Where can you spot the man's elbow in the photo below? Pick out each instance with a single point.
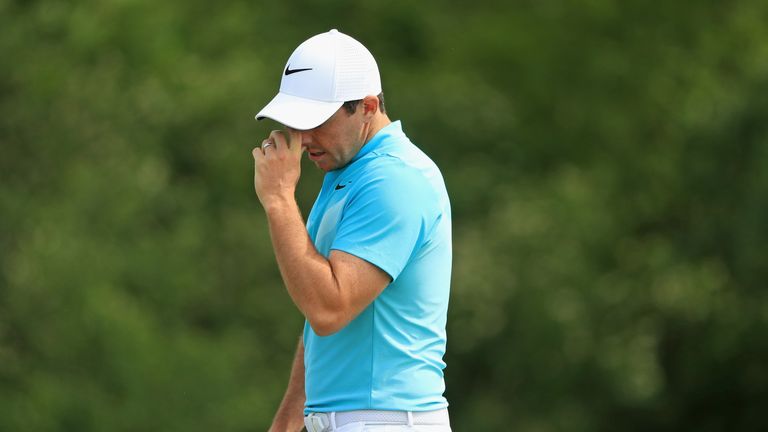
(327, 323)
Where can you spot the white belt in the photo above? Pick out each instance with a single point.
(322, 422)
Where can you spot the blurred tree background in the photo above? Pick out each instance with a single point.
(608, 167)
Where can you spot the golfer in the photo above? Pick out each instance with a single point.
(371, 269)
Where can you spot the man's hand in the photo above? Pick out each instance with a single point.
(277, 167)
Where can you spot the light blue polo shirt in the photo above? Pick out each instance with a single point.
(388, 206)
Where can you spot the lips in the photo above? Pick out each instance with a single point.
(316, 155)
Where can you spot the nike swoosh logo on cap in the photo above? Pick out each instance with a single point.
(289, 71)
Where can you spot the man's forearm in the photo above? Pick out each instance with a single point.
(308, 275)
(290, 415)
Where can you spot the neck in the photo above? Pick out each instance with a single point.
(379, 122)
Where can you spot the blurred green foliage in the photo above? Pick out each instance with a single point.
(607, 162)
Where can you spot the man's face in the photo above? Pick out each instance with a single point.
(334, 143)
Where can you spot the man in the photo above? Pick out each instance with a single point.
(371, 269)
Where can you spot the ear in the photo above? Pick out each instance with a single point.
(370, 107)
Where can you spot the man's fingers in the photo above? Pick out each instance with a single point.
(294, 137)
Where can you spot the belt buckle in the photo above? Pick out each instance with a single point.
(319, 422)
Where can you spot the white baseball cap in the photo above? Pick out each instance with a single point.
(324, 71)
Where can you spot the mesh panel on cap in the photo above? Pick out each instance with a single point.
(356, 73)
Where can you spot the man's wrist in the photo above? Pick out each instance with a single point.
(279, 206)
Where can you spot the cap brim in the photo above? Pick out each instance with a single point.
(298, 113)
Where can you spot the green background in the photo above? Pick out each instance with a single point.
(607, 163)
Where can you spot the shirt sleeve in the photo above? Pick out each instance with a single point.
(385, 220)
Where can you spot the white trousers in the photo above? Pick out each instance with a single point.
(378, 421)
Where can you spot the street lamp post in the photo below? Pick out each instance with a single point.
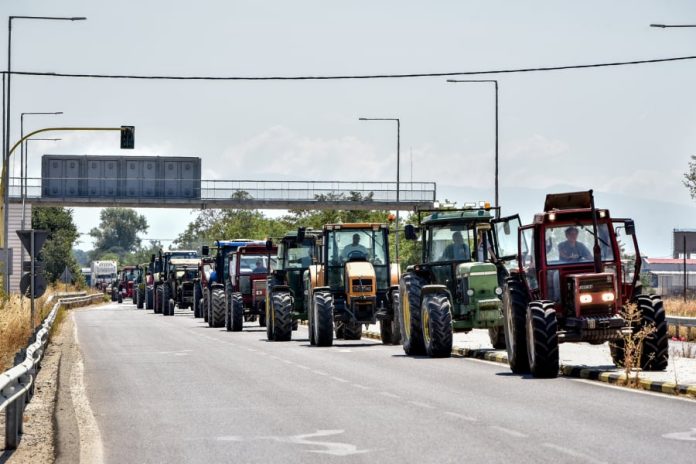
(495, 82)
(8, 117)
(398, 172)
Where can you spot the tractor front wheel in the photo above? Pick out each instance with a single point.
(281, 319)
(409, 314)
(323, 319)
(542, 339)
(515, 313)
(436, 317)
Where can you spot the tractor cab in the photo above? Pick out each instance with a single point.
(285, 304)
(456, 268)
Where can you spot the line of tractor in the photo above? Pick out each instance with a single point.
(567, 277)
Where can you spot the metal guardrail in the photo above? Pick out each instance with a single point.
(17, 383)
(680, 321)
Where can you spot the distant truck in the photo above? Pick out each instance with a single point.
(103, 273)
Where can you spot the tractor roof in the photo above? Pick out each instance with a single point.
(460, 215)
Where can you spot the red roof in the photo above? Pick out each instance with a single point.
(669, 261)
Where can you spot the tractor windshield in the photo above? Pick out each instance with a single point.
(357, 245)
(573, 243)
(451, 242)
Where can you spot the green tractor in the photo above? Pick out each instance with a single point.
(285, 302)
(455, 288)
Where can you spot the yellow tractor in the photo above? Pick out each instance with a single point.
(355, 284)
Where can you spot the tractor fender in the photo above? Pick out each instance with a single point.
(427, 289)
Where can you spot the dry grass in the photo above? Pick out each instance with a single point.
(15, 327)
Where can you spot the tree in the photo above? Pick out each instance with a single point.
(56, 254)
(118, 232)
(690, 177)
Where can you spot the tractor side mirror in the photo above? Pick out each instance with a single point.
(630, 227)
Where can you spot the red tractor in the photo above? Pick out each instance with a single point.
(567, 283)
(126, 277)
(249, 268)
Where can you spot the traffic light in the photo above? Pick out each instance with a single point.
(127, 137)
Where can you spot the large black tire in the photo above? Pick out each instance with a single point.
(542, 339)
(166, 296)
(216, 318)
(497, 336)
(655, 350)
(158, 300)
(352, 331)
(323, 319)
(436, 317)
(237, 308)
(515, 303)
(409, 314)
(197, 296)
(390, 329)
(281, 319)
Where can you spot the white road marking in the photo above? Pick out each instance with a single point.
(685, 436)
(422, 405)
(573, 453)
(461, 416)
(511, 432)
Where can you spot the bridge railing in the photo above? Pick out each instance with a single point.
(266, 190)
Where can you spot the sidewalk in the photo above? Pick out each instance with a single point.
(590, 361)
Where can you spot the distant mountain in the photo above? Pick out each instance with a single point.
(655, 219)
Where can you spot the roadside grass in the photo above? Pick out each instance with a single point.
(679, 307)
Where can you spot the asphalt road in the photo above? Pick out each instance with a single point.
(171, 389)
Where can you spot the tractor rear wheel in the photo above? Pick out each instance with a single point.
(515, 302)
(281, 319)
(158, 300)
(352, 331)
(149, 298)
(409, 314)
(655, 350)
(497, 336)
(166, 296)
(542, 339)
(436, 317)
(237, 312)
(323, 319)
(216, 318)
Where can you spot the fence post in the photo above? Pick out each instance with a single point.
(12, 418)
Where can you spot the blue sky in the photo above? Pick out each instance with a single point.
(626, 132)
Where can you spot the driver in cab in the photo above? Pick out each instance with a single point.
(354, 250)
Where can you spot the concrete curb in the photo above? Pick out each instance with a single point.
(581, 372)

* * * *

§ Objective
Leave out the pictures and output every record above precisely as given.

§ In response
Where can you spot the man's elbow in the photo below? Pick out each instance with a single point.
(327, 323)
Where can you spot the white belt in the photo above? Pick out each instance with a single point.
(322, 422)
Where can you spot the blurred tree background in the photo above? Pick out each instance with a single point.
(608, 167)
Where can you spot the golfer in the photo above? Pick out each instance with a single point.
(371, 269)
Where can you spot the man's hand in the photo above? Pick out each instance with a single point.
(277, 167)
Where can you spot the light blue polo shirt in the photo above? Pick out each instance with a single point.
(388, 206)
Where can you spot the lips in the photo above? Pick out each instance with a single point.
(316, 155)
Where can you spot the nike swoosh logo on cap in the photo above? Pick out each instance with a single point.
(289, 71)
Where can you spot the man's forearm in the photo above? Pick out each instance with a single point.
(308, 275)
(290, 415)
Where can you spot the neck in the photo above? Pick out each instance with a single point.
(379, 122)
Where can you spot the blurred green foliage in the photo above? Pick out each instance with a single point.
(607, 162)
Where can you spot the man's face in the photo above? Pick out each instance with a single point.
(334, 143)
Where can you spot the man in the photo above? Pick out each instance with a single point.
(371, 269)
Where can you spot the ear in the photo above? Pick out each instance with a single point.
(370, 107)
Where can you spot the man's fingers in the photo above? Pick out each instance with a single point.
(294, 137)
Where can you spot the belt buckle in the photo above? Pick out each instance with a single point.
(319, 422)
Where can you spot the white baseball cap in the photo above? Pick out each instance with a single point.
(324, 71)
Where can you spot the mesh panel on cap in the photo above? Pick out each instance with a single point.
(356, 73)
Where can you spot the man's wrist in the photo above? Pick out each instance with a single point.
(279, 206)
Where can you spot the cap brim in the photo above? Pick out each instance with a single point.
(298, 113)
Where can you spot the green background in the photo above? Pick out each instance with a single point.
(607, 163)
Where can you spot the shirt sleeve in the photo above? Pick out each instance with a single point.
(385, 220)
Where can you spot the white trousers in the photo above? Pick out each instance with a single point.
(378, 421)
Where can you spot the street lamp post in the photo below? Pick out each instance with a single point.
(495, 82)
(8, 117)
(398, 172)
Where can you spot the tractor front wheel in the photo above? Pick out each instance with a single point.
(281, 319)
(409, 314)
(323, 319)
(542, 339)
(515, 313)
(436, 317)
Where can you spot the tractor cab in the photo above? Pick out each instance with a single point.
(285, 304)
(456, 268)
Where can you spot the line of tractor in the photo above? Pick out each instance with a single point.
(567, 277)
Where can you spot the metal guardrail in the photo above? Pick out each instance with a single point.
(17, 383)
(680, 321)
Where can you spot the distant truck in the photo above? Pick out each instance with a single point.
(103, 273)
Where can you spot the tractor roof in the photo above? Pick out each instance with a single point.
(460, 215)
Where can you spot the red roof in the photo above? Pick out each instance with a single point.
(669, 261)
Where can you spot the tractor windshield in the photo above? Pick out each instance with a single point.
(357, 245)
(573, 243)
(451, 242)
Where can you spot the green tractor in the photo above? Pick out each instance with a single point.
(285, 302)
(455, 288)
Where can you spot the yellow tractor in the photo above? Pick out each instance with a single point.
(355, 284)
Where can you spot the tractor fender in the photo above? Pick out each instance with a single point.
(427, 289)
Where can you spot the dry grass in the photo above? Pick out each instance with a single point.
(15, 327)
Where can you spot the tree in the photo above? Pick out each instance with a single point.
(56, 254)
(118, 232)
(690, 177)
Where can you spot the tractor side mirror in the photo above? Pick out each instance with a single point.
(630, 227)
Where can you spot the red tractor in the photo above? Pick out each instance with a single point.
(567, 283)
(126, 277)
(249, 268)
Where can you spot the traffic light in the photo above? Pick out each instance with a single point.
(127, 137)
Where can you spot the large black tire in the photo above? Pick out each instance with a single point.
(542, 339)
(166, 296)
(216, 318)
(497, 336)
(655, 350)
(158, 300)
(352, 331)
(323, 319)
(436, 317)
(237, 308)
(515, 303)
(409, 314)
(197, 296)
(390, 329)
(281, 319)
Where can you spot the white road marking in the photo above? Pick out each instance with a single point.
(685, 436)
(422, 405)
(573, 453)
(461, 416)
(511, 432)
Where can you spot the bridge railing in the photo above? Pick out each instance with a single point.
(266, 190)
Where can you spot the sidewalk in the photo above? Pick out each instance with a single point.
(590, 361)
Where can you spot the distant mountain in the photo above? Pick out each instance with a single point.
(655, 219)
Where can you spot the roadside grass in the photo above? Pick out each instance with a single point.
(679, 307)
Where can you spot the asphalt road in the photo above? Pick out each instance with a single point.
(171, 389)
Where can you spot the tractor rear wheel in the photo above? Pick out each instance with a single point.
(515, 302)
(281, 319)
(158, 300)
(352, 331)
(149, 298)
(409, 314)
(655, 350)
(497, 336)
(166, 296)
(542, 339)
(436, 317)
(237, 312)
(323, 319)
(216, 318)
Where can you spot the fence post in the photo above? Pick out each instance with a single point.
(12, 418)
Where can you spot the blue sky in the photo above? Pick out each instance with a single point.
(626, 132)
Where can you spot the driver in cab in the photo above? Pick out each instance with a single point.
(354, 250)
Where can you spot the concrete curb in the photo above? Pick out each instance with a single point.
(581, 372)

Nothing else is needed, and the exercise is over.